━━━━━ Selected passage

United States Air Force field

Peel Field, (Formerly: Eglin Air Force Auxiliary Field #4), is a closed United States Air Force field. It is located 5.7 miles west of Valparaiso, Florida.

==Overview==
Auxiliary Field 4 is named Peel Field for 2nd Lt Garland O. Peel, Jr.,, USAAF, who died in the take-off crash of Martin B-12AM, AAF Ser. No. 33-262, of the 387th School Squadron, 2 January 1942, when he suffered engine failure. He was a gunnery school instructor at Eglin. Peel Field was utilized for the filming of scenes for the 1944 film Thirty Seconds Over Tokyo.

==History==
With the onset of World War II, the Eglin Field military reservation was greatly expanded when the Choctawhatchee National Forest was turned over to the War Department by the U.S. Forestry Service on 18 October 1940, and a series of auxiliary airfields were constructed from January 1941 onwards.

━━━━━━━━━━
━━━━━ Material shown

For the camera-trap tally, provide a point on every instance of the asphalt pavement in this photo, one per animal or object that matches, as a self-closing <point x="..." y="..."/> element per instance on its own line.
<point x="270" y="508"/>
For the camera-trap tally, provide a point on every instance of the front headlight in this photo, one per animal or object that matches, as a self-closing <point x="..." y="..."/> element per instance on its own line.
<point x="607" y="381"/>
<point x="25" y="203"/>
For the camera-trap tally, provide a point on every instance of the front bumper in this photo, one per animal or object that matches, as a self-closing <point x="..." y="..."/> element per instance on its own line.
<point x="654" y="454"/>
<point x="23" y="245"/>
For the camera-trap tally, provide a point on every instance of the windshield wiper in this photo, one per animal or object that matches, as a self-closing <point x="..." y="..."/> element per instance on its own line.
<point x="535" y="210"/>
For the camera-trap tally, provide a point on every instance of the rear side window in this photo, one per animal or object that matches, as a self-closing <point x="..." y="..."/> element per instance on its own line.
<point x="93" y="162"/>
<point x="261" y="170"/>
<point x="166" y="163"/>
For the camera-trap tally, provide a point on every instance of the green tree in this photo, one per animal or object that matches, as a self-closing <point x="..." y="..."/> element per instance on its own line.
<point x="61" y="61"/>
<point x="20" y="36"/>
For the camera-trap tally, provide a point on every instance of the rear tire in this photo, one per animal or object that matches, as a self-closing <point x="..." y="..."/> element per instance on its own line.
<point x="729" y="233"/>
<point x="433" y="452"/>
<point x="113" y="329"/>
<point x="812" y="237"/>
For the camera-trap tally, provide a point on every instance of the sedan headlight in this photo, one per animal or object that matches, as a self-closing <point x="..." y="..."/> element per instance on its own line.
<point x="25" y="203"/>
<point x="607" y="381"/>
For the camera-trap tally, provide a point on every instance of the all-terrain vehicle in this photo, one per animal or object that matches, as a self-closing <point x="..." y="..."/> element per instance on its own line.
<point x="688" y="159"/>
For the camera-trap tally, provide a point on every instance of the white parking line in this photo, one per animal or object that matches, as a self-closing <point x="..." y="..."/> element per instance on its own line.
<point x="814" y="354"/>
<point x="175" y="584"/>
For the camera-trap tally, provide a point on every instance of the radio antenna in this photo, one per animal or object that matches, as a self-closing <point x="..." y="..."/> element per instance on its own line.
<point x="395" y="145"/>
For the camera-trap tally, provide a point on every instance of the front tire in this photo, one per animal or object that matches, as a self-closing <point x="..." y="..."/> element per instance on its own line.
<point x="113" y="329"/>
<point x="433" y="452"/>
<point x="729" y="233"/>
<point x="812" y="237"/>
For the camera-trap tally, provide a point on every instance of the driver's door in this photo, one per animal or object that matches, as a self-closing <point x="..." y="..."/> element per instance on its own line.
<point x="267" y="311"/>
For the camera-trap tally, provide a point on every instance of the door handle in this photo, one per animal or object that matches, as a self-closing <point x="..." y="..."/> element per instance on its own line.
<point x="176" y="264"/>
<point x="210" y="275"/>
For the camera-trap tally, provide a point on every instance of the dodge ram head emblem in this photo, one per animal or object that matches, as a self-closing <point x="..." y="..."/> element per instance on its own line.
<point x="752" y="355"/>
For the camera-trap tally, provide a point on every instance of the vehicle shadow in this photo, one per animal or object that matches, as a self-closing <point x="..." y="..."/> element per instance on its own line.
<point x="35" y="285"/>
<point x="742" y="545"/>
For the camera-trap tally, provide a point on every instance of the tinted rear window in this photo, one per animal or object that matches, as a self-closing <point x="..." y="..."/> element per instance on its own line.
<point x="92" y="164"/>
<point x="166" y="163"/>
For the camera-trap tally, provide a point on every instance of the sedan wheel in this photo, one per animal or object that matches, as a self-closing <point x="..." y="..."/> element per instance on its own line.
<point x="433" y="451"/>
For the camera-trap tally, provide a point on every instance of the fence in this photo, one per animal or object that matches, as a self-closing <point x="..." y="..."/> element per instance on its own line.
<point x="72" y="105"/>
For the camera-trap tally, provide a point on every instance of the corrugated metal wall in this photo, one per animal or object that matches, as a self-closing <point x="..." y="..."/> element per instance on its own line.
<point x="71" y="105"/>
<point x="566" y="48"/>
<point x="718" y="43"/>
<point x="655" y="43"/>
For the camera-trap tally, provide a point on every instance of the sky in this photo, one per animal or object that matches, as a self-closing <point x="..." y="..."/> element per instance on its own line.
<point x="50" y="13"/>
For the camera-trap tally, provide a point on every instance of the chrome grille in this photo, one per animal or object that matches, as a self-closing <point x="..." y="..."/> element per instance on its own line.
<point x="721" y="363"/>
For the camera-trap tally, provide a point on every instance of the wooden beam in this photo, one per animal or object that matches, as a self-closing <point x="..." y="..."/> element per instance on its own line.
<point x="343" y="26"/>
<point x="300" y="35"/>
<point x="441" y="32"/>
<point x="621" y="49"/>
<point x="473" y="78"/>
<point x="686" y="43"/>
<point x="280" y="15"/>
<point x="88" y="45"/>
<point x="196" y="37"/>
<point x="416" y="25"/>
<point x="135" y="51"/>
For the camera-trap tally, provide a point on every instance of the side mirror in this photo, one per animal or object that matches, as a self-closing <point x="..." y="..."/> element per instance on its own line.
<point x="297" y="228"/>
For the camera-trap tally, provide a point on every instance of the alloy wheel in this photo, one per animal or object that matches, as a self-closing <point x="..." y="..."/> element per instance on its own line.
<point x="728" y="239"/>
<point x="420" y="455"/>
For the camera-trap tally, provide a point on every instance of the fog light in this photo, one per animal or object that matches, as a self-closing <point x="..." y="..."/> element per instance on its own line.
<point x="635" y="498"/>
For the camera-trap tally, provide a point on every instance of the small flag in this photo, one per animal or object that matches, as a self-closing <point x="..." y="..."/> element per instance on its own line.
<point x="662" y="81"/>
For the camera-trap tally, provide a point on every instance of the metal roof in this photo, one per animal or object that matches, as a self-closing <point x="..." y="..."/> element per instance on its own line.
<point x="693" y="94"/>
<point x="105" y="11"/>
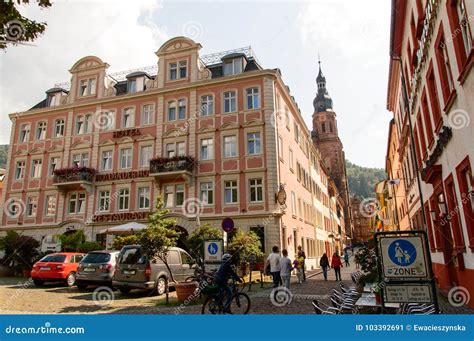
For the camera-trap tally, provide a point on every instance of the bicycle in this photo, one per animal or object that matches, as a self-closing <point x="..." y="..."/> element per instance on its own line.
<point x="240" y="303"/>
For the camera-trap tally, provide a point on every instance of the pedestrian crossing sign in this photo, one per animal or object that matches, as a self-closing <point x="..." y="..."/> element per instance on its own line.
<point x="404" y="257"/>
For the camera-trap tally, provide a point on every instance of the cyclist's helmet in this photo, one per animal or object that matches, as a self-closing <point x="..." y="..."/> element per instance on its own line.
<point x="226" y="257"/>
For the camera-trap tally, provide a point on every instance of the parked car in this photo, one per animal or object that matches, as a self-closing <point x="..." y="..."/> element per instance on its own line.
<point x="57" y="267"/>
<point x="96" y="268"/>
<point x="134" y="271"/>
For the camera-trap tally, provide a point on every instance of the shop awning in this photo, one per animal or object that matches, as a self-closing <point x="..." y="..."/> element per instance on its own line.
<point x="125" y="228"/>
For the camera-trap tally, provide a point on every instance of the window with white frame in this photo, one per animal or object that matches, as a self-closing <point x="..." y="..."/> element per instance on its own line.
<point x="173" y="71"/>
<point x="87" y="87"/>
<point x="148" y="114"/>
<point x="59" y="128"/>
<point x="104" y="201"/>
<point x="128" y="118"/>
<point x="84" y="124"/>
<point x="230" y="192"/>
<point x="36" y="168"/>
<point x="182" y="109"/>
<point x="172" y="111"/>
<point x="50" y="205"/>
<point x="106" y="163"/>
<point x="41" y="130"/>
<point x="143" y="197"/>
<point x="230" y="146"/>
<point x="230" y="101"/>
<point x="254" y="144"/>
<point x="80" y="160"/>
<point x="170" y="150"/>
<point x="207" y="149"/>
<point x="126" y="158"/>
<point x="181" y="148"/>
<point x="183" y="69"/>
<point x="207" y="193"/>
<point x="256" y="190"/>
<point x="253" y="98"/>
<point x="168" y="196"/>
<point x="233" y="67"/>
<point x="207" y="105"/>
<point x="146" y="153"/>
<point x="20" y="170"/>
<point x="24" y="133"/>
<point x="31" y="206"/>
<point x="179" y="195"/>
<point x="77" y="203"/>
<point x="464" y="25"/>
<point x="123" y="199"/>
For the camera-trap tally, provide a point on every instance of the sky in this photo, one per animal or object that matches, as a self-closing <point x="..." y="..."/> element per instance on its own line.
<point x="350" y="37"/>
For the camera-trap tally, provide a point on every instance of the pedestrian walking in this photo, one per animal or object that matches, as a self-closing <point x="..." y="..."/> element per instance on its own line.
<point x="302" y="254"/>
<point x="285" y="269"/>
<point x="324" y="263"/>
<point x="346" y="258"/>
<point x="336" y="264"/>
<point x="273" y="262"/>
<point x="299" y="266"/>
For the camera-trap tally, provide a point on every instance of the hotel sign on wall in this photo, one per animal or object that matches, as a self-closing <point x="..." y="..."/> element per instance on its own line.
<point x="127" y="132"/>
<point x="122" y="175"/>
<point x="98" y="218"/>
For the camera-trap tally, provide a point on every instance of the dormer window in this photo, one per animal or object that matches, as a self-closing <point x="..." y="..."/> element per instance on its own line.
<point x="233" y="66"/>
<point x="178" y="70"/>
<point x="87" y="87"/>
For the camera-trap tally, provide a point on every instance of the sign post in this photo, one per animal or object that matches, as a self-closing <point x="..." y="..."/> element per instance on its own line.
<point x="405" y="268"/>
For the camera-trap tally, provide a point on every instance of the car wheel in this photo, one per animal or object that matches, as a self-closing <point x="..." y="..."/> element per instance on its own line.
<point x="71" y="279"/>
<point x="124" y="291"/>
<point x="160" y="286"/>
<point x="81" y="286"/>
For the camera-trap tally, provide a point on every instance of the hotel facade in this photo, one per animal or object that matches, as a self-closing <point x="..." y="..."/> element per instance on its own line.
<point x="216" y="136"/>
<point x="431" y="94"/>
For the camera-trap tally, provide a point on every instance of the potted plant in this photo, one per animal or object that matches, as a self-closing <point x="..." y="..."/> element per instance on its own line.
<point x="242" y="246"/>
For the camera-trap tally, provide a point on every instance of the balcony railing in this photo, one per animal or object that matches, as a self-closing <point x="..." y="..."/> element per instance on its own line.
<point x="74" y="177"/>
<point x="174" y="167"/>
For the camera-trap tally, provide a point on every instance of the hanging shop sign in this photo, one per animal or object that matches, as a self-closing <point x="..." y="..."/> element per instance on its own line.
<point x="403" y="257"/>
<point x="122" y="175"/>
<point x="127" y="132"/>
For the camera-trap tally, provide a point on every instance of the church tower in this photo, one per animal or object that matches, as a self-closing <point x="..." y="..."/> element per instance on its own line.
<point x="326" y="138"/>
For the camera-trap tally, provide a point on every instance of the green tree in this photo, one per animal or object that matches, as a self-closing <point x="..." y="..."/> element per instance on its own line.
<point x="15" y="27"/>
<point x="243" y="245"/>
<point x="199" y="235"/>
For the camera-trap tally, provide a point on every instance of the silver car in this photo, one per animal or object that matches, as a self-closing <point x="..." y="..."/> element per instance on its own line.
<point x="96" y="268"/>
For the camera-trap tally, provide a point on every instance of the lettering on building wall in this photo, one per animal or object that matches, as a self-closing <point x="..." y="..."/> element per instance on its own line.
<point x="120" y="216"/>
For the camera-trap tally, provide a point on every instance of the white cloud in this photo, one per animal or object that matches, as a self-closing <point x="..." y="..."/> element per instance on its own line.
<point x="121" y="33"/>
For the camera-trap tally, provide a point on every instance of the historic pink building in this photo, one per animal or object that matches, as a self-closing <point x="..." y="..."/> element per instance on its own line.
<point x="217" y="136"/>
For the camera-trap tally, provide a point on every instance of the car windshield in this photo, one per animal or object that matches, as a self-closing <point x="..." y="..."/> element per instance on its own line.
<point x="131" y="255"/>
<point x="96" y="258"/>
<point x="54" y="258"/>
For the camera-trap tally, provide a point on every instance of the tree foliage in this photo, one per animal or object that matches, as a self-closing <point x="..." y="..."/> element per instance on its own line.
<point x="159" y="236"/>
<point x="243" y="245"/>
<point x="199" y="235"/>
<point x="15" y="27"/>
<point x="362" y="180"/>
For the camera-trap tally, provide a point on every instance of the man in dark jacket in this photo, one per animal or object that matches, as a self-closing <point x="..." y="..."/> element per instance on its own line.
<point x="222" y="276"/>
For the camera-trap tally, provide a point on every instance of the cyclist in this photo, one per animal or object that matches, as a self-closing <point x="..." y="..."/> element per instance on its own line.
<point x="222" y="276"/>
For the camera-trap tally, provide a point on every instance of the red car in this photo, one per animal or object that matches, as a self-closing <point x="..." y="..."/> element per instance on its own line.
<point x="57" y="267"/>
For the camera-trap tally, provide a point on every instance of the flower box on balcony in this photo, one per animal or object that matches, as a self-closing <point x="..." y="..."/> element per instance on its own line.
<point x="172" y="164"/>
<point x="74" y="174"/>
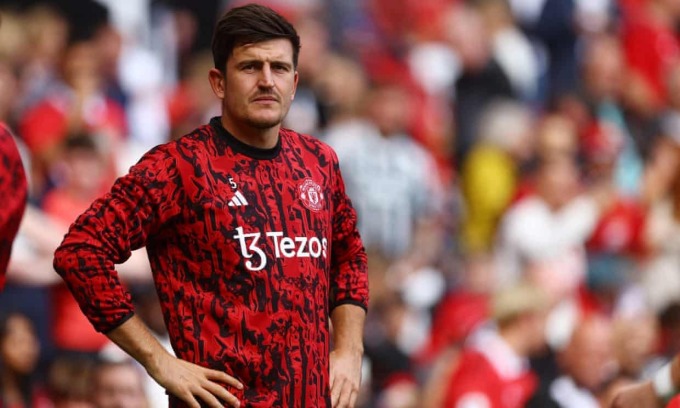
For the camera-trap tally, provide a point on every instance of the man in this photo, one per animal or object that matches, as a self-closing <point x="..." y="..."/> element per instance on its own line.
<point x="654" y="393"/>
<point x="13" y="194"/>
<point x="252" y="241"/>
<point x="493" y="370"/>
<point x="118" y="385"/>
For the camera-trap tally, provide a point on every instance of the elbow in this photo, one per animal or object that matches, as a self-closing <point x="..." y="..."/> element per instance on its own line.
<point x="63" y="260"/>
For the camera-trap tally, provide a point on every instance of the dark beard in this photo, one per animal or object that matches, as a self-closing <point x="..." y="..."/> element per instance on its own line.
<point x="264" y="124"/>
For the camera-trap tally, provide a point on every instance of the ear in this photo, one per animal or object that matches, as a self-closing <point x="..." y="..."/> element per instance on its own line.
<point x="295" y="81"/>
<point x="217" y="82"/>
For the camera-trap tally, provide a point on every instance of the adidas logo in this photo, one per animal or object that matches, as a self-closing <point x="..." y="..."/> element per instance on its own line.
<point x="238" y="200"/>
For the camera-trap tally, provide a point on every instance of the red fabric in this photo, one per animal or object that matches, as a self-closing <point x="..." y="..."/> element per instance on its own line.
<point x="458" y="315"/>
<point x="70" y="328"/>
<point x="13" y="195"/>
<point x="620" y="229"/>
<point x="650" y="50"/>
<point x="39" y="399"/>
<point x="475" y="375"/>
<point x="45" y="125"/>
<point x="250" y="251"/>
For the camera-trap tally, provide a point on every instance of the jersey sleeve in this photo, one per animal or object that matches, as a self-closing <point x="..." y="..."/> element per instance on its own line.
<point x="13" y="194"/>
<point x="104" y="235"/>
<point x="349" y="277"/>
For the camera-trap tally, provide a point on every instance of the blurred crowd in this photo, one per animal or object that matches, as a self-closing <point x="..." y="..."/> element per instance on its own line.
<point x="515" y="166"/>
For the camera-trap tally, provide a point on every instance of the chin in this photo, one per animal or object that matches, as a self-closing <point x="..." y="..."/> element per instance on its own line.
<point x="264" y="123"/>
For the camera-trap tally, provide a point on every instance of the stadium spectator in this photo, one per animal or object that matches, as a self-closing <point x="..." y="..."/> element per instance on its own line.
<point x="257" y="276"/>
<point x="587" y="364"/>
<point x="493" y="371"/>
<point x="19" y="352"/>
<point x="490" y="173"/>
<point x="13" y="194"/>
<point x="118" y="385"/>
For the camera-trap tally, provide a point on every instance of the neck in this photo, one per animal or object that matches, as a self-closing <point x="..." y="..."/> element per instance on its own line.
<point x="259" y="138"/>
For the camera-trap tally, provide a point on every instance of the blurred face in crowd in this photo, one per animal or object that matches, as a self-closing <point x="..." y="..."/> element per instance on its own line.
<point x="389" y="109"/>
<point x="634" y="342"/>
<point x="19" y="347"/>
<point x="257" y="87"/>
<point x="604" y="67"/>
<point x="118" y="386"/>
<point x="534" y="327"/>
<point x="588" y="358"/>
<point x="558" y="181"/>
<point x="80" y="67"/>
<point x="85" y="171"/>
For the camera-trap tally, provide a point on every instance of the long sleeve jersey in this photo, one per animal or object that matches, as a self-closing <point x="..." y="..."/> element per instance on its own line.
<point x="13" y="193"/>
<point x="250" y="251"/>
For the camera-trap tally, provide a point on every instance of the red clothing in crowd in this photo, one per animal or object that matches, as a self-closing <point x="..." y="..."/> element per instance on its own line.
<point x="250" y="249"/>
<point x="489" y="374"/>
<point x="70" y="328"/>
<point x="13" y="195"/>
<point x="650" y="49"/>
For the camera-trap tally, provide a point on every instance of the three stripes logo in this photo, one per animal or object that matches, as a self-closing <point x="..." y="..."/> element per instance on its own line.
<point x="238" y="200"/>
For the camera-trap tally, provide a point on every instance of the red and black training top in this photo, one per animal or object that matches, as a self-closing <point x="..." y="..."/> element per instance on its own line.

━━━━━━━━━━

• **Things to do**:
1 > Answer these questions from the passage on Peel Field.
(a) How far from Valparaiso, Florida, is the field located, and in which direction?
(b) On what date did the crash that killed 2nd Lt Garland O. Peel, Jr. occur?
(c) On what date was the Choctawhatchee National Forest turned over to the War Department?
2 > Reproduce the stretch of the passage on Peel Field from "Peel Field, (Formerly: Eglin" through "Seconds Over Tokyo.".
The data is not needed for the tasks.

• **Task responses**:
1 >
(a) 5.7 miles west
(b) 2 January 1942
(c) 18 October 1940

2 >
Peel Field, (Formerly: Eglin Air Force Auxiliary Field #4), is a closed United States Air Force field. It is located 5.7 miles west of Valparaiso, Florida.

==Overview==
Auxiliary Field 4 is named Peel Field for 2nd Lt Garland O. Peel, Jr.,, USAAF, who died in the take-off crash of Martin B-12AM, AAF Ser. No. 33-262, of the 387th School Squadron, 2 January 1942, when he suffered engine failure. He was a gunnery school instructor at Eglin. Peel Field was utilized for the filming of scenes for the 1944 film Thirty Seconds Over Tokyo.